PAGE TEXT:
Money bags Minnesota
In terms of sheer staggering numbers, nothing matches the Fourth of July in 2012 when the Wild doled out a combined $196 million and 26 years’ worth of contracts to bring two Mid-West American boys — Zach Parise and Ryan Suter — “home.” This was the last summer before a new CBA capped term at eight years for an in-house guy and seven if you were poaching him. The numbers are nutty, but I’ll defend this move for the sheer audacity of it. It was a Cup-or-bust play that, sadly for the Wild, didn’t go the way they dreamed.

Montreal goes mini
In the span of two days in 2009, the Canadiens completely altered the look of their top-six forward crew by adding three small guys in Brian Gionta, Mike Cammalleri and Scott Gomez (we’re cheating here because Gomez was landed in a trade the day before July 1). To balance it out, the Canadiens inked six-foot-two tough guy Travis Moen and six-foot-seven defenceman Hal Gill. And Jaroslav Spacek, too. That’s quite an off-season for the person who stitches the sweaters.

Former Sabres co-captains Chris Drury and Daniel Briere during their time together in Buffalo. (David Duprey/AP)

Pedigree plays

The Kings add blue-line grit
In consecutive summers, Los Angeles added defence-first guys Rob Scuderi (four years, $13.6 million in 2009) and Willie Mitchell (two years, $7 million in 2010). They weren’t the flashiest signings, but Drew Doughty was the only Kings defenceman who averaged more ice time per game than Scuderi and Mitchell during the club’s 2012 Cup triumph.

Saved entries
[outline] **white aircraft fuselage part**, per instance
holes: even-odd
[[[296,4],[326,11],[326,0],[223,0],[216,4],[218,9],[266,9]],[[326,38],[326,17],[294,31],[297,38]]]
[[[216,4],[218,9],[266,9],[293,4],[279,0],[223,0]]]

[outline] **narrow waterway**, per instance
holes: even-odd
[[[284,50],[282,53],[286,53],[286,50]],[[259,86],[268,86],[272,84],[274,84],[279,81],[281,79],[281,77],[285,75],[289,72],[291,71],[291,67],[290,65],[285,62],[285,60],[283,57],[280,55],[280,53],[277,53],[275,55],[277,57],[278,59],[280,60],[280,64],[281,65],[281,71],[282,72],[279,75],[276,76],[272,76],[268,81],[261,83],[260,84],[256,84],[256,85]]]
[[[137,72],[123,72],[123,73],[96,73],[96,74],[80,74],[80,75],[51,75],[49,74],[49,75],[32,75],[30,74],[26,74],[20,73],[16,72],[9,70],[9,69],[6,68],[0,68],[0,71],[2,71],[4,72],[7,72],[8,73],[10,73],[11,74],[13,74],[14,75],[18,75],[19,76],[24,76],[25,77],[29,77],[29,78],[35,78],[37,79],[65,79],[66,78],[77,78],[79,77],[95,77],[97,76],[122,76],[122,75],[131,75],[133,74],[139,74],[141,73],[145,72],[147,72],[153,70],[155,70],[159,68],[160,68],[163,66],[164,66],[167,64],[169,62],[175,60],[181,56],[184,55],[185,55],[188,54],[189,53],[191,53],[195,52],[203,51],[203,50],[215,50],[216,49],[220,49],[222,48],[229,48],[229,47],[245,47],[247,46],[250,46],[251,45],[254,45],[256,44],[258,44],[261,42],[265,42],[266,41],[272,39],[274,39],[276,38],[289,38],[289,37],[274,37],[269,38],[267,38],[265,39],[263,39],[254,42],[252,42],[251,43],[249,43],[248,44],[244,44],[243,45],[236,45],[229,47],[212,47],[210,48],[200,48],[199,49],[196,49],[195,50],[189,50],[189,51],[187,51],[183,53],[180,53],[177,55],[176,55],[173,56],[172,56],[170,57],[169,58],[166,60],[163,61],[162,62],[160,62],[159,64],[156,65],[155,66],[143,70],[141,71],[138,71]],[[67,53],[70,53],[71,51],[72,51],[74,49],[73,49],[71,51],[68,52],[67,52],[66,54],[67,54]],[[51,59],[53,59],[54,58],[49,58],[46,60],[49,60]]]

QUESTIONS ON THE MATERIAL:
1 – From the hockey signings text, copy the part that begins with the words containing "Pedigree plays" and ends with "2012 Cup triumph.".
2 – In the hockey signings text, what contract did Los Angeles give Willie Mitchell?

ANSWERS FOR EACH ITEM:
1 –
Pedigree plays

The Kings add blue-line grit
In consecutive summers, Los Angeles added defence-first guys Rob Scuderi (four years, $13.6 million in 2009) and Willie Mitchell (two years, $7 million in 2010). They weren’t the flashiest signings, but Drew Doughty was the only Kings defenceman who averaged more ice time per game than Scuderi and Mitchell during the club’s 2012 Cup triumph.

2 – Two years, $7 million.